-- TASK MATERIAL --

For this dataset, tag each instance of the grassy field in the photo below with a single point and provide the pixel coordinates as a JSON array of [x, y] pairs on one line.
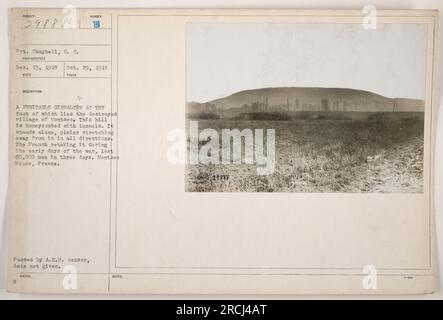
[[379, 155]]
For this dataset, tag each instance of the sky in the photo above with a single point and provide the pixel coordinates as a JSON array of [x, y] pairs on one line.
[[224, 58]]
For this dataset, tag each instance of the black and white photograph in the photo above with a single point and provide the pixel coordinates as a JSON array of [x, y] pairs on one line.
[[317, 107]]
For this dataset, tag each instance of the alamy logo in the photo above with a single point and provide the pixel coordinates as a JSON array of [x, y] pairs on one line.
[[210, 146]]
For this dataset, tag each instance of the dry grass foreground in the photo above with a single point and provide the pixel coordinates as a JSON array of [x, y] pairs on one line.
[[383, 155]]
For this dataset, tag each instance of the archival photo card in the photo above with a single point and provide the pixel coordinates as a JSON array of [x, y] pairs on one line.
[[281, 107]]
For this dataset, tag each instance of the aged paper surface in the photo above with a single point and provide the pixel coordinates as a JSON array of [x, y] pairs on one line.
[[221, 151]]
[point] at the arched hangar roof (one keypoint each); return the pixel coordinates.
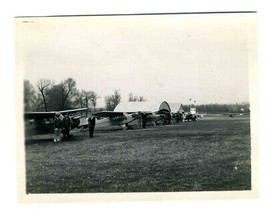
(145, 106)
(176, 107)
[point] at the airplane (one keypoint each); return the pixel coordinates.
(115, 120)
(41, 123)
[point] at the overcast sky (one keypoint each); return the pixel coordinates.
(204, 57)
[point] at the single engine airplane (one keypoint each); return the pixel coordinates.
(41, 123)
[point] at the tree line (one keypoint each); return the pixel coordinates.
(242, 107)
(46, 95)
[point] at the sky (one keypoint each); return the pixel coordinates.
(173, 58)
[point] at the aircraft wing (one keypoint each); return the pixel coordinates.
(42, 115)
(72, 110)
(109, 114)
(38, 115)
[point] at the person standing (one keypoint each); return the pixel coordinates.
(66, 127)
(91, 124)
(57, 129)
(143, 116)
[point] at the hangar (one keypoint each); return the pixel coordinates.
(145, 106)
(176, 108)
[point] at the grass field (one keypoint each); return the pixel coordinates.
(208, 155)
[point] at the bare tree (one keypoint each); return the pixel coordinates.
(43, 86)
(113, 100)
(29, 96)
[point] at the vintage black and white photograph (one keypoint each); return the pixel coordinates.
(137, 103)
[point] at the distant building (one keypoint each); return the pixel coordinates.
(176, 108)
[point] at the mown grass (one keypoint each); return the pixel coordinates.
(210, 155)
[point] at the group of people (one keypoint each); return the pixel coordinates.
(63, 126)
(141, 117)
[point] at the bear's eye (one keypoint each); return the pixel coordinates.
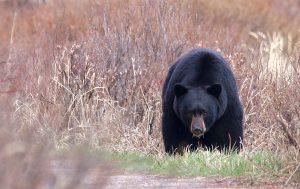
(189, 114)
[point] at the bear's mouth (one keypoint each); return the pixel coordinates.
(198, 126)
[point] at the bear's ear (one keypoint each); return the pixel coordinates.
(215, 90)
(179, 90)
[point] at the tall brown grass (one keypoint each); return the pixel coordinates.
(91, 72)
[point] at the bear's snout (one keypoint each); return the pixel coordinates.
(198, 126)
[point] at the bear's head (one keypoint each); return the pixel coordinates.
(197, 107)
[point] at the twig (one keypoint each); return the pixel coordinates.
(285, 127)
(290, 177)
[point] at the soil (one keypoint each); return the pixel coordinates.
(67, 176)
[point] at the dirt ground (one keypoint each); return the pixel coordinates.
(105, 177)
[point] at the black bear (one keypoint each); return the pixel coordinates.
(201, 106)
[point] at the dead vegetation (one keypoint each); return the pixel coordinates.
(91, 72)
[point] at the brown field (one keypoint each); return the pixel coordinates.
(91, 72)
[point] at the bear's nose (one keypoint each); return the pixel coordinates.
(198, 131)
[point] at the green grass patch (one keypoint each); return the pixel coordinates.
(202, 163)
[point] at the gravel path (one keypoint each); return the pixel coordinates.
(67, 176)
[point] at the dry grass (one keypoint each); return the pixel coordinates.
(91, 72)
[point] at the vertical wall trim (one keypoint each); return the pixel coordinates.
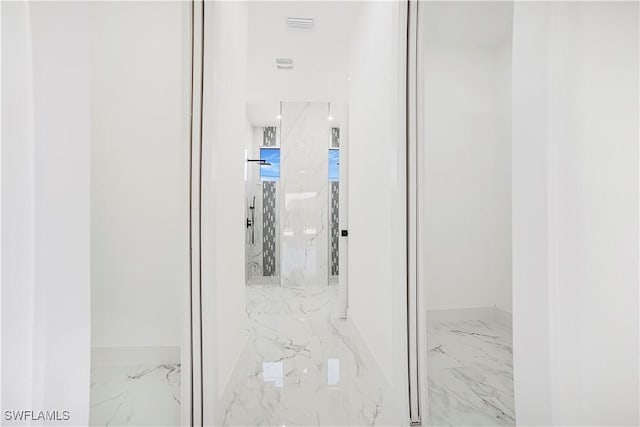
(412, 279)
(195, 217)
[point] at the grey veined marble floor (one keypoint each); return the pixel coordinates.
(302, 368)
(470, 370)
(135, 396)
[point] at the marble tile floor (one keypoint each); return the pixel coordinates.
(302, 368)
(470, 374)
(135, 396)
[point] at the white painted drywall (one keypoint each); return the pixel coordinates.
(45, 198)
(467, 178)
(139, 249)
(575, 207)
(223, 203)
(377, 298)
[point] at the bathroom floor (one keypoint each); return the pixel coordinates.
(135, 396)
(301, 367)
(470, 373)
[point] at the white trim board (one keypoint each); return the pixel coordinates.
(472, 313)
(133, 356)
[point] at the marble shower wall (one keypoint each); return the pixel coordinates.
(304, 191)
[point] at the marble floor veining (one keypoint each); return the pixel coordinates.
(470, 374)
(135, 395)
(303, 368)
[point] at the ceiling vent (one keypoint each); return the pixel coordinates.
(300, 23)
(284, 63)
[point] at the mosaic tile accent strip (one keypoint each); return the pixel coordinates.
(335, 137)
(269, 136)
(335, 225)
(269, 212)
(269, 230)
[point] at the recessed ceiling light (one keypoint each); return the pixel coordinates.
(284, 63)
(300, 23)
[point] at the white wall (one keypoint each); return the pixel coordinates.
(223, 209)
(377, 299)
(575, 206)
(45, 200)
(467, 179)
(138, 174)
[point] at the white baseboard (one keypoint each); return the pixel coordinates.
(472, 313)
(132, 356)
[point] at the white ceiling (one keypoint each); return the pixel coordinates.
(480, 23)
(320, 56)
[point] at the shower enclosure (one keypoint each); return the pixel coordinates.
(292, 193)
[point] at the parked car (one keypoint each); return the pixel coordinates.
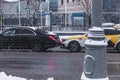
(28, 37)
(76, 43)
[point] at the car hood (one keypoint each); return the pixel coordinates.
(77, 37)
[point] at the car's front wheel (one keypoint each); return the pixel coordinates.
(74, 46)
(118, 47)
(36, 47)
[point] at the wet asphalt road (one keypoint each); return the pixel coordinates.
(59, 65)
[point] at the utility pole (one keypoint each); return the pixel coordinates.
(95, 67)
(19, 13)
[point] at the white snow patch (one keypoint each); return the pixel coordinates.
(50, 78)
(3, 76)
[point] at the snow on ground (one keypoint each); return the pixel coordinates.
(3, 76)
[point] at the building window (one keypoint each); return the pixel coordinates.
(73, 0)
(61, 2)
(67, 1)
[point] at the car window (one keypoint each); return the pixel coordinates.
(111, 32)
(9, 32)
(24, 31)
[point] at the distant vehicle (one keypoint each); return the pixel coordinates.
(108, 24)
(117, 26)
(28, 37)
(76, 43)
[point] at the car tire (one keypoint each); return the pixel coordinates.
(74, 46)
(118, 47)
(36, 47)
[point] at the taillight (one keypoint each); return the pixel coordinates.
(52, 37)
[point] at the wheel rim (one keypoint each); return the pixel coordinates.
(36, 47)
(74, 46)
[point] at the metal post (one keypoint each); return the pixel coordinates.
(50, 20)
(65, 14)
(95, 67)
(19, 13)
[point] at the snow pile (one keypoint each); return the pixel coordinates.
(3, 76)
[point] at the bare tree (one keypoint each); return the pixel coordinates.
(86, 5)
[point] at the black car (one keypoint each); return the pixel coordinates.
(26, 37)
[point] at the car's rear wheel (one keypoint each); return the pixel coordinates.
(74, 46)
(118, 47)
(36, 47)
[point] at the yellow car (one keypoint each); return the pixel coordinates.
(76, 43)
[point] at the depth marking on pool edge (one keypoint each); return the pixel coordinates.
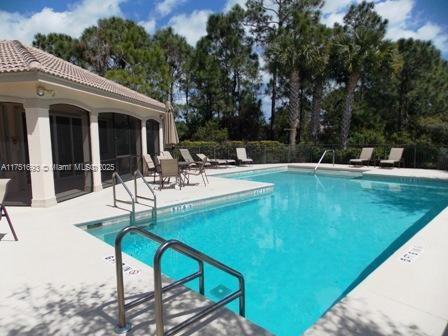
(127, 269)
(412, 254)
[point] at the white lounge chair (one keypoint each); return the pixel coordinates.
(150, 166)
(216, 162)
(395, 156)
(364, 157)
(241, 156)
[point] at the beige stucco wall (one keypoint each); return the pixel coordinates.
(22, 88)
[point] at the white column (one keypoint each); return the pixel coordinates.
(144, 140)
(95, 149)
(161, 139)
(40, 154)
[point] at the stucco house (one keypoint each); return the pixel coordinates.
(59, 124)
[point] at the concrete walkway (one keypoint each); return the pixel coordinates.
(55, 281)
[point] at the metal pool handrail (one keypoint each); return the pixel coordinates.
(138, 174)
(186, 250)
(115, 177)
(322, 157)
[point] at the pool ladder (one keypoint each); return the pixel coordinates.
(322, 157)
(123, 326)
(134, 197)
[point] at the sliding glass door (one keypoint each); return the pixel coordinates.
(152, 137)
(14, 154)
(70, 140)
(120, 145)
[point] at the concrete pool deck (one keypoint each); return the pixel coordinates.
(55, 281)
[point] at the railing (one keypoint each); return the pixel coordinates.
(115, 177)
(322, 157)
(138, 174)
(123, 326)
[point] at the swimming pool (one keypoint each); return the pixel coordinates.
(301, 248)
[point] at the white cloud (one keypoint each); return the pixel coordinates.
(230, 3)
(71, 22)
(165, 7)
(403, 20)
(397, 12)
(150, 25)
(331, 18)
(192, 26)
(335, 6)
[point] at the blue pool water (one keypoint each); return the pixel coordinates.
(301, 248)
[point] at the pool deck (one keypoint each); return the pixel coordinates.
(54, 281)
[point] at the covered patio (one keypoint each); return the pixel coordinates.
(64, 130)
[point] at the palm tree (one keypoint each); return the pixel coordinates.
(321, 43)
(359, 44)
(295, 51)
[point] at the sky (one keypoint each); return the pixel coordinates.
(22, 19)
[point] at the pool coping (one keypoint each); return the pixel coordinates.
(316, 329)
(393, 299)
(14, 259)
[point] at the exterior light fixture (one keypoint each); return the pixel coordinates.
(41, 91)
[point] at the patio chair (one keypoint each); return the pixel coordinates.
(185, 153)
(364, 157)
(196, 170)
(169, 168)
(3, 213)
(151, 167)
(205, 160)
(395, 156)
(166, 155)
(216, 162)
(241, 156)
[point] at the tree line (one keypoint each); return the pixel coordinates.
(342, 85)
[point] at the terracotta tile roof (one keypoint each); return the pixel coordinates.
(16, 57)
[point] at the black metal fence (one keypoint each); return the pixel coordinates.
(415, 155)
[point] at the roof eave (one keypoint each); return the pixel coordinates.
(39, 76)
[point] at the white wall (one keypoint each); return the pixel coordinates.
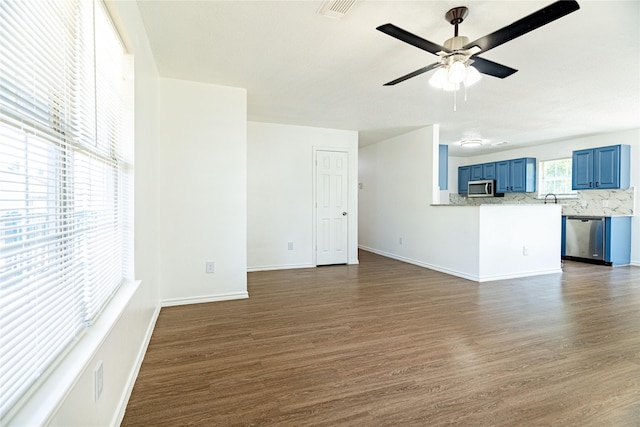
(397, 218)
(120, 336)
(511, 247)
(563, 149)
(280, 193)
(398, 178)
(203, 191)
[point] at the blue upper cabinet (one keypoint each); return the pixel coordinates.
(464, 175)
(516, 176)
(512, 176)
(601, 168)
(489, 171)
(582, 170)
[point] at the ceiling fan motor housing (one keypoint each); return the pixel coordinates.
(456, 43)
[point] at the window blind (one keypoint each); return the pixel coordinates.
(64, 181)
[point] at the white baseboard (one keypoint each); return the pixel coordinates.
(118, 416)
(279, 267)
(421, 264)
(462, 275)
(203, 299)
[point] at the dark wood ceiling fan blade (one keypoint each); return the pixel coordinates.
(522, 26)
(492, 68)
(412, 39)
(415, 73)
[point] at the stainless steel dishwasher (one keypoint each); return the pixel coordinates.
(585, 238)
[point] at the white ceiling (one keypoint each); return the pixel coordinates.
(579, 75)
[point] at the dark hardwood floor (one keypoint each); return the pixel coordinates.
(386, 343)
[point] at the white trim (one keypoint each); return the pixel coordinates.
(279, 267)
(41, 406)
(473, 278)
(118, 415)
(199, 300)
(421, 264)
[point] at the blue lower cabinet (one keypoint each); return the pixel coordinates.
(617, 240)
(617, 246)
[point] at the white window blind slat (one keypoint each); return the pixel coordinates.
(64, 200)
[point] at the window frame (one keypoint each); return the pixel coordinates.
(541, 194)
(49, 117)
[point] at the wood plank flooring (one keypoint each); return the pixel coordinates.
(386, 343)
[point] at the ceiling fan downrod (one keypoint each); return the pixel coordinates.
(455, 16)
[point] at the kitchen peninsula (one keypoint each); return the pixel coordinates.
(494, 242)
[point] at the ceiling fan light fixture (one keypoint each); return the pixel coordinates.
(457, 72)
(470, 143)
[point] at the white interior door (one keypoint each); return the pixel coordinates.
(332, 224)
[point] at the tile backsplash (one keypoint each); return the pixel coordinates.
(587, 203)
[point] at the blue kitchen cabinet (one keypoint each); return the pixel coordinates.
(601, 168)
(616, 236)
(617, 247)
(464, 175)
(489, 171)
(516, 176)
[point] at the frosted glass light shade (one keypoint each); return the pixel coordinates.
(439, 78)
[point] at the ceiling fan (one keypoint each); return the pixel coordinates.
(457, 54)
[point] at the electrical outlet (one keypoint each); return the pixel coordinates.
(210, 267)
(98, 381)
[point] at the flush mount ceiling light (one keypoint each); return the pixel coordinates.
(471, 143)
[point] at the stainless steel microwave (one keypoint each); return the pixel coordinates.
(484, 188)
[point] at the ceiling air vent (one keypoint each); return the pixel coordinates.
(336, 9)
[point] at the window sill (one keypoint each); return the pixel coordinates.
(49, 393)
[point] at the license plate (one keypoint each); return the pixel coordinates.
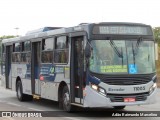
(129, 99)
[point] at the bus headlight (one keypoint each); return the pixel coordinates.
(100, 90)
(152, 88)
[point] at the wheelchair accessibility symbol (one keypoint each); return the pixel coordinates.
(132, 69)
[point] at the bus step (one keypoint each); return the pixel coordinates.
(36, 96)
(76, 104)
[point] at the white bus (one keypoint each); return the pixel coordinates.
(90, 65)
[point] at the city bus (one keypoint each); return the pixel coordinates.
(91, 65)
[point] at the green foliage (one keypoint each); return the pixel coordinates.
(156, 31)
(6, 37)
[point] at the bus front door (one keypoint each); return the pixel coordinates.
(35, 68)
(77, 70)
(8, 67)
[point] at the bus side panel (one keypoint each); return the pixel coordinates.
(49, 87)
(21, 71)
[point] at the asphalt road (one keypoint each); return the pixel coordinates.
(9, 102)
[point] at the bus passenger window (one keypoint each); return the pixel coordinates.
(61, 50)
(47, 50)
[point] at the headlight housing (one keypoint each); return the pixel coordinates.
(99, 89)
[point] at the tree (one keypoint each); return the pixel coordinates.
(4, 37)
(156, 31)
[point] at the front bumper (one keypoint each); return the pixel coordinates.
(94, 99)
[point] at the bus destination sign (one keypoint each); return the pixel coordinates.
(122, 30)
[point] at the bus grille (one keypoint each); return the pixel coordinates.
(120, 98)
(124, 79)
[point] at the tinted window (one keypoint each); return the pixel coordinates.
(61, 51)
(17, 47)
(16, 57)
(27, 46)
(47, 57)
(47, 44)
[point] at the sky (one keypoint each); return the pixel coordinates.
(28, 15)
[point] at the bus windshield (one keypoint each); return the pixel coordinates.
(122, 57)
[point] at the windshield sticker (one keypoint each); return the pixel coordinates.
(113, 69)
(132, 69)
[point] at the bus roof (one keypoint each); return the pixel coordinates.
(51, 31)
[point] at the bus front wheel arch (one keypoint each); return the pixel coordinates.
(19, 91)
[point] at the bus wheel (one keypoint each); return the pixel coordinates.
(20, 94)
(66, 100)
(119, 107)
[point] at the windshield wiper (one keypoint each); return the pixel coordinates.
(137, 45)
(133, 52)
(113, 45)
(120, 54)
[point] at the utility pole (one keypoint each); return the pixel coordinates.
(16, 30)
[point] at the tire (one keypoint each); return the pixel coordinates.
(66, 103)
(22, 97)
(119, 107)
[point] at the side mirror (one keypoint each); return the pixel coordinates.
(88, 50)
(156, 51)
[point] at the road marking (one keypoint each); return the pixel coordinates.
(10, 103)
(35, 109)
(71, 118)
(7, 118)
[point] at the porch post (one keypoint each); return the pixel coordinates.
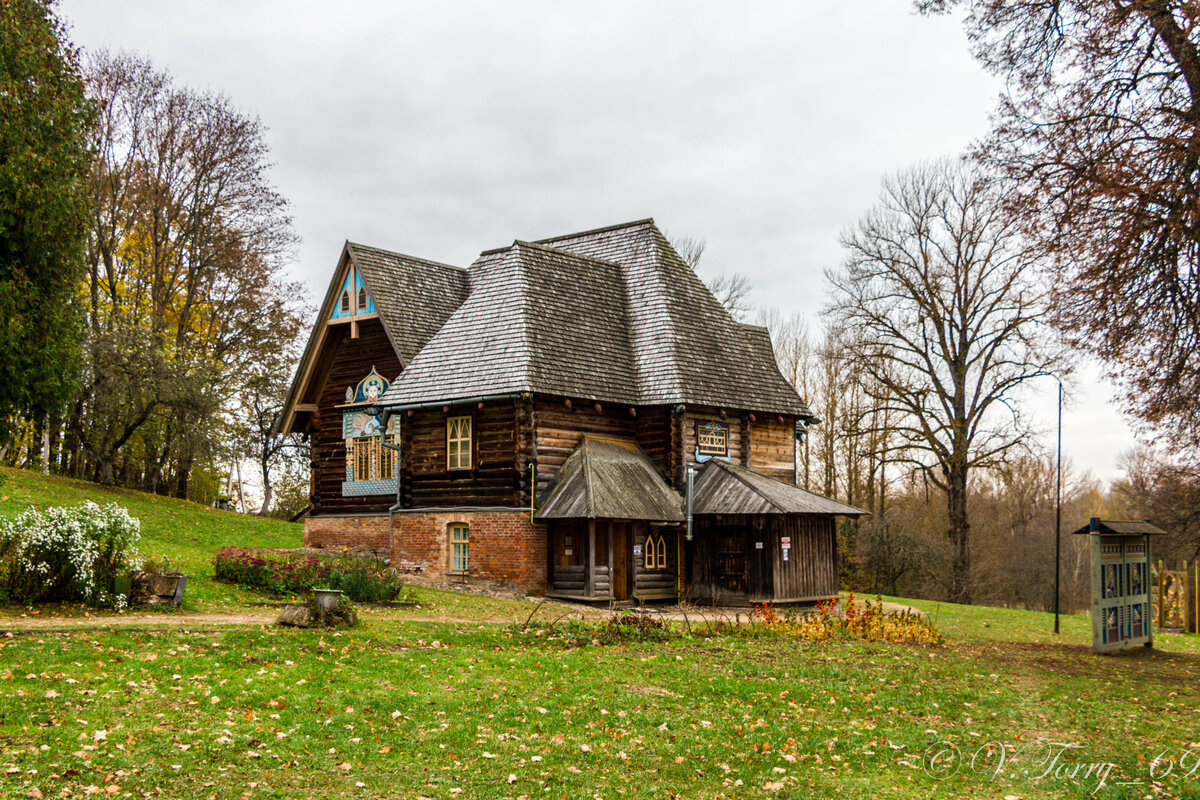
(612, 585)
(589, 564)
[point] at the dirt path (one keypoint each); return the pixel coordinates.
(143, 621)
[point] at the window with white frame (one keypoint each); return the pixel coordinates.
(459, 443)
(460, 548)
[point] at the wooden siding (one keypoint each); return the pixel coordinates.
(726, 565)
(657, 582)
(349, 361)
(493, 479)
(558, 431)
(773, 447)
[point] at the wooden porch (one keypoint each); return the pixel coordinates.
(744, 559)
(612, 561)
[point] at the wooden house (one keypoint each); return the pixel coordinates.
(534, 419)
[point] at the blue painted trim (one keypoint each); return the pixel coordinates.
(366, 488)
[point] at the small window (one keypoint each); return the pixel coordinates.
(460, 548)
(459, 443)
(712, 439)
(655, 557)
(363, 458)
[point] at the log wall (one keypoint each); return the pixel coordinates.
(351, 362)
(761, 575)
(773, 446)
(493, 479)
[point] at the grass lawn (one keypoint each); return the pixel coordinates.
(186, 533)
(436, 702)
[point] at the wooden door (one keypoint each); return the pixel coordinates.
(760, 552)
(621, 561)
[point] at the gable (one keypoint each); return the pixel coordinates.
(411, 299)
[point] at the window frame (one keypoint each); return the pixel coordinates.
(469, 439)
(706, 428)
(456, 545)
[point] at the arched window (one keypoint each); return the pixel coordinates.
(460, 548)
(655, 557)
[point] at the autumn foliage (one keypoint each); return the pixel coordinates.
(833, 620)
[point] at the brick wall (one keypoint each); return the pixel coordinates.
(347, 531)
(504, 545)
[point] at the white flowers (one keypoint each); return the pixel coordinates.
(69, 553)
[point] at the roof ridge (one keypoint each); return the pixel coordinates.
(736, 471)
(526, 305)
(557, 251)
(600, 230)
(354, 245)
(675, 341)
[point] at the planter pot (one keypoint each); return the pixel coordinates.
(123, 584)
(328, 599)
(160, 589)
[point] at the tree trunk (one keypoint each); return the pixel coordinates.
(959, 533)
(268, 492)
(185, 470)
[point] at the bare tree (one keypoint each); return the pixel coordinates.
(1098, 130)
(939, 292)
(185, 284)
(731, 289)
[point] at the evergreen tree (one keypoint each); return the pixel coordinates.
(43, 163)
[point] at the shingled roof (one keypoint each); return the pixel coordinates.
(611, 314)
(725, 488)
(610, 477)
(414, 296)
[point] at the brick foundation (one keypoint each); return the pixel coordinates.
(504, 545)
(347, 531)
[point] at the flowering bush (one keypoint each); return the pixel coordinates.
(286, 573)
(831, 620)
(69, 553)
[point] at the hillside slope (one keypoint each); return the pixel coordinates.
(189, 534)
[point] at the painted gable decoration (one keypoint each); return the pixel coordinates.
(370, 468)
(369, 390)
(357, 423)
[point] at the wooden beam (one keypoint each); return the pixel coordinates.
(611, 563)
(589, 564)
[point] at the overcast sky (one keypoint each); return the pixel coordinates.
(444, 128)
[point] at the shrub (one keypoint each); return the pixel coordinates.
(287, 573)
(829, 620)
(622, 627)
(63, 554)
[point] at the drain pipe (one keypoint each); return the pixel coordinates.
(691, 481)
(385, 417)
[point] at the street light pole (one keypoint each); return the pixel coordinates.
(1057, 512)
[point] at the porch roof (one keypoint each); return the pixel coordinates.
(611, 479)
(1121, 527)
(725, 488)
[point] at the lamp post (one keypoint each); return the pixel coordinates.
(1057, 511)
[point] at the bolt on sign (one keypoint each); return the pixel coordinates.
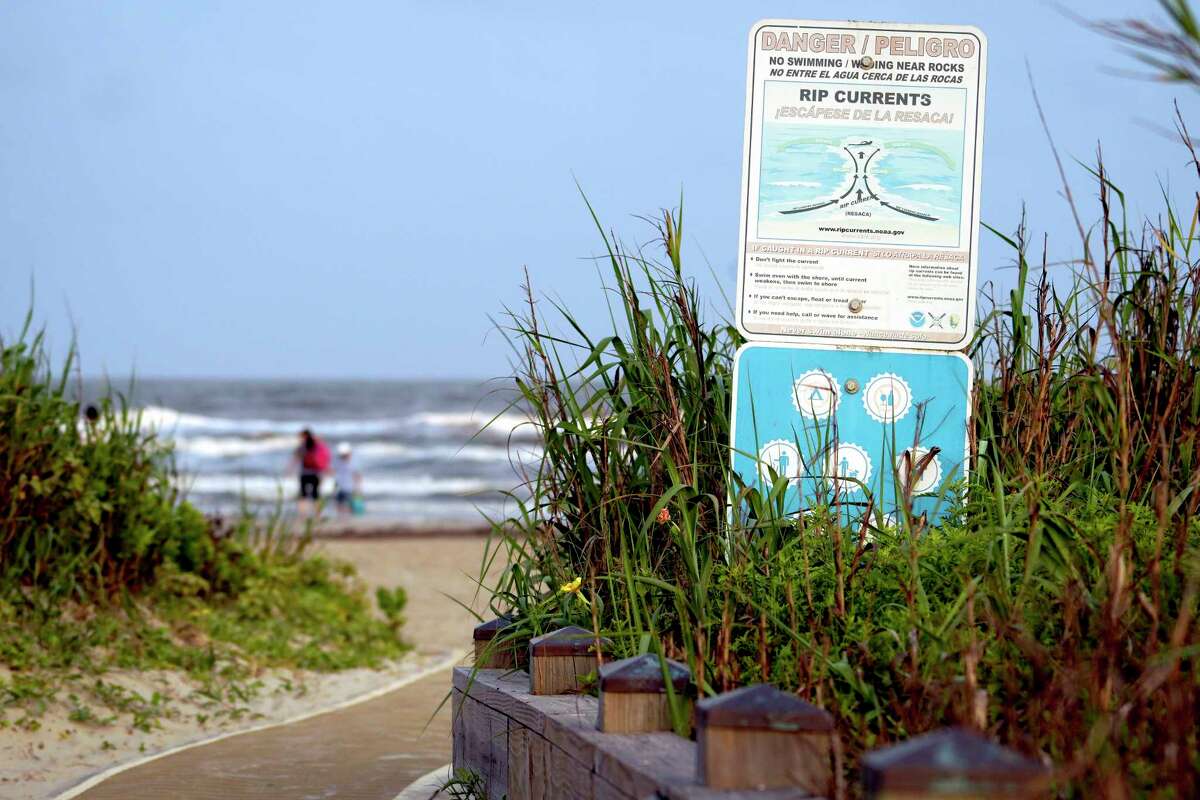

-- EXERCISE PROMPT --
Can you change "grassy field" to "meadow" throughout the lines from the start of the records through the line containing "[[224, 58]]", with the pictures left out?

-- OUTPUT --
For this dataset, tag each instance of the meadow in the photo below with a single point and provide the pixel coordinates as a JSON array of [x, y] pairs on one line.
[[379, 155]]
For this dataset, tag each instance of the sky in the photo above with a single point and provide the pixel coordinates as a JSON array of [x, y] pairs on one line.
[[224, 58]]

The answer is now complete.